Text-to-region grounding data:
--------------------------------------------------

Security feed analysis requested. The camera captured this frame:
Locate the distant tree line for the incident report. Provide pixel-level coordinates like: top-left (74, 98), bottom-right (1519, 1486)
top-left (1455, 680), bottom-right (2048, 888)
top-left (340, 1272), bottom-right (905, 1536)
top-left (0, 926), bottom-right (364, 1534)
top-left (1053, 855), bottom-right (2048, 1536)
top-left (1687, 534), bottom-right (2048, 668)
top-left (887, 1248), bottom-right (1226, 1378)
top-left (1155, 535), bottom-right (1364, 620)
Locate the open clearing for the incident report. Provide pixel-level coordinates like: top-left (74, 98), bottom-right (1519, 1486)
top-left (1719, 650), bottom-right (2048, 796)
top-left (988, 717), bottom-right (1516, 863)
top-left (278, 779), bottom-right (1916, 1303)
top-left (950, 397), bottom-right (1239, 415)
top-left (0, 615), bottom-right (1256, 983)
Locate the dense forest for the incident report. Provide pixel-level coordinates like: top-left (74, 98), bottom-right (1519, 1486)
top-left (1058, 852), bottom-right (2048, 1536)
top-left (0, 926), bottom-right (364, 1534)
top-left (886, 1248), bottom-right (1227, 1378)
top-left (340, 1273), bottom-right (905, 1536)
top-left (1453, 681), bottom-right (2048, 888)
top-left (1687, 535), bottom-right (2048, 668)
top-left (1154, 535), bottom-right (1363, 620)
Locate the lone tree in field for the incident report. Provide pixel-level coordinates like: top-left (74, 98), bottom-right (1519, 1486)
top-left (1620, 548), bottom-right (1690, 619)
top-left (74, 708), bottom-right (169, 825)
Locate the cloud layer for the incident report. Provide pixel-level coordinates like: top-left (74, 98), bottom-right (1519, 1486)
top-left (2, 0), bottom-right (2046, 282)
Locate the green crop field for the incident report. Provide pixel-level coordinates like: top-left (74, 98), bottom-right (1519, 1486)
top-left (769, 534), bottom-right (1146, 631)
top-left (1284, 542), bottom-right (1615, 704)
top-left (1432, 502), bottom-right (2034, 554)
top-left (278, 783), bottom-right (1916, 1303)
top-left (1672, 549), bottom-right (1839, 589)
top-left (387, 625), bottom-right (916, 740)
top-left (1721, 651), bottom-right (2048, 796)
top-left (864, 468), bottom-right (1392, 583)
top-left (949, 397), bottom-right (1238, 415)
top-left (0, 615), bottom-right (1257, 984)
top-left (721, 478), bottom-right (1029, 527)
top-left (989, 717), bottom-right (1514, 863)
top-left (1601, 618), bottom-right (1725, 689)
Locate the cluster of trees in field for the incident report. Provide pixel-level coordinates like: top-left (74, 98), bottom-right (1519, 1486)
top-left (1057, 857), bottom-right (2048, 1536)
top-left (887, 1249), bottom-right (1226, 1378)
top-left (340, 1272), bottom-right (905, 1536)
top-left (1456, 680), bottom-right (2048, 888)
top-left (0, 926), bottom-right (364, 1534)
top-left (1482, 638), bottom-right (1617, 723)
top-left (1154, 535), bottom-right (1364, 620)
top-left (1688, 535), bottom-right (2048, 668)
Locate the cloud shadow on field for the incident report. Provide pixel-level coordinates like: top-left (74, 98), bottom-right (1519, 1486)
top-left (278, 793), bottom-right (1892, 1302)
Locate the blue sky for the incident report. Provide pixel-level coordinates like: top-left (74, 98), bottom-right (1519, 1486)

--------------------------------------------------

### Exercise:
Each record above is to be restated word for word.

### Answer space:
Security feed analysis requested. The camera captured this frame:
Locate the distant tree line for the incident report. Provide pixel-level coordinates like: top-left (74, 98), bottom-right (1519, 1486)
top-left (1455, 680), bottom-right (2048, 888)
top-left (340, 1272), bottom-right (905, 1536)
top-left (0, 926), bottom-right (364, 1534)
top-left (1053, 855), bottom-right (2048, 1536)
top-left (1687, 534), bottom-right (2048, 668)
top-left (887, 1248), bottom-right (1226, 1378)
top-left (1155, 535), bottom-right (1364, 620)
Locate the open clearing for the incident report. Provide pixel-level coordinates like: top-left (74, 98), bottom-right (1519, 1486)
top-left (1719, 650), bottom-right (2048, 796)
top-left (988, 717), bottom-right (1516, 863)
top-left (278, 779), bottom-right (1916, 1303)
top-left (950, 397), bottom-right (1239, 415)
top-left (0, 615), bottom-right (1256, 983)
Locate the dense forest for the incident report. Provide pixel-level coordinates like: top-left (74, 98), bottom-right (1519, 1486)
top-left (1058, 852), bottom-right (2048, 1536)
top-left (0, 926), bottom-right (364, 1534)
top-left (886, 1248), bottom-right (1227, 1378)
top-left (340, 1273), bottom-right (905, 1536)
top-left (1453, 681), bottom-right (2048, 888)
top-left (1687, 535), bottom-right (2048, 668)
top-left (1154, 535), bottom-right (1363, 620)
Locate the lone tree in field for the incident report. Provide pixel-level coordinates like: top-left (74, 98), bottom-right (1519, 1486)
top-left (1620, 548), bottom-right (1690, 619)
top-left (74, 708), bottom-right (169, 825)
Locate the cloud layer for the incident report. Provide pixel-level coordinates like: top-left (74, 98), bottom-right (1519, 1486)
top-left (2, 0), bottom-right (2046, 282)
Locate the green crop field for the incident report. Provide pixel-level coordinates like: top-left (74, 98), bottom-right (1519, 1486)
top-left (769, 534), bottom-right (1146, 631)
top-left (1284, 542), bottom-right (1615, 704)
top-left (1432, 502), bottom-right (2034, 554)
top-left (278, 783), bottom-right (1916, 1303)
top-left (1672, 549), bottom-right (1839, 589)
top-left (387, 625), bottom-right (916, 740)
top-left (1721, 651), bottom-right (2048, 796)
top-left (864, 468), bottom-right (1392, 583)
top-left (949, 397), bottom-right (1238, 415)
top-left (0, 615), bottom-right (1257, 984)
top-left (721, 478), bottom-right (1029, 527)
top-left (989, 717), bottom-right (1514, 863)
top-left (1601, 618), bottom-right (1725, 689)
Locate the cluster of trees in field for the incident report. Provide pixel-level coordinates like: top-left (74, 98), bottom-right (1519, 1486)
top-left (1057, 857), bottom-right (2048, 1536)
top-left (887, 1249), bottom-right (1226, 1378)
top-left (340, 1272), bottom-right (905, 1536)
top-left (1456, 680), bottom-right (2048, 888)
top-left (0, 926), bottom-right (364, 1534)
top-left (1482, 638), bottom-right (1617, 723)
top-left (1154, 535), bottom-right (1364, 620)
top-left (1688, 535), bottom-right (2048, 668)
Locate the cloud shadow on field for the incident report. Provide pixel-level coordinates like: top-left (74, 98), bottom-right (1519, 1486)
top-left (278, 793), bottom-right (1892, 1302)
Locate the blue sky for the incident report. Provide pixel-level coordinates like: top-left (74, 98), bottom-right (1519, 1486)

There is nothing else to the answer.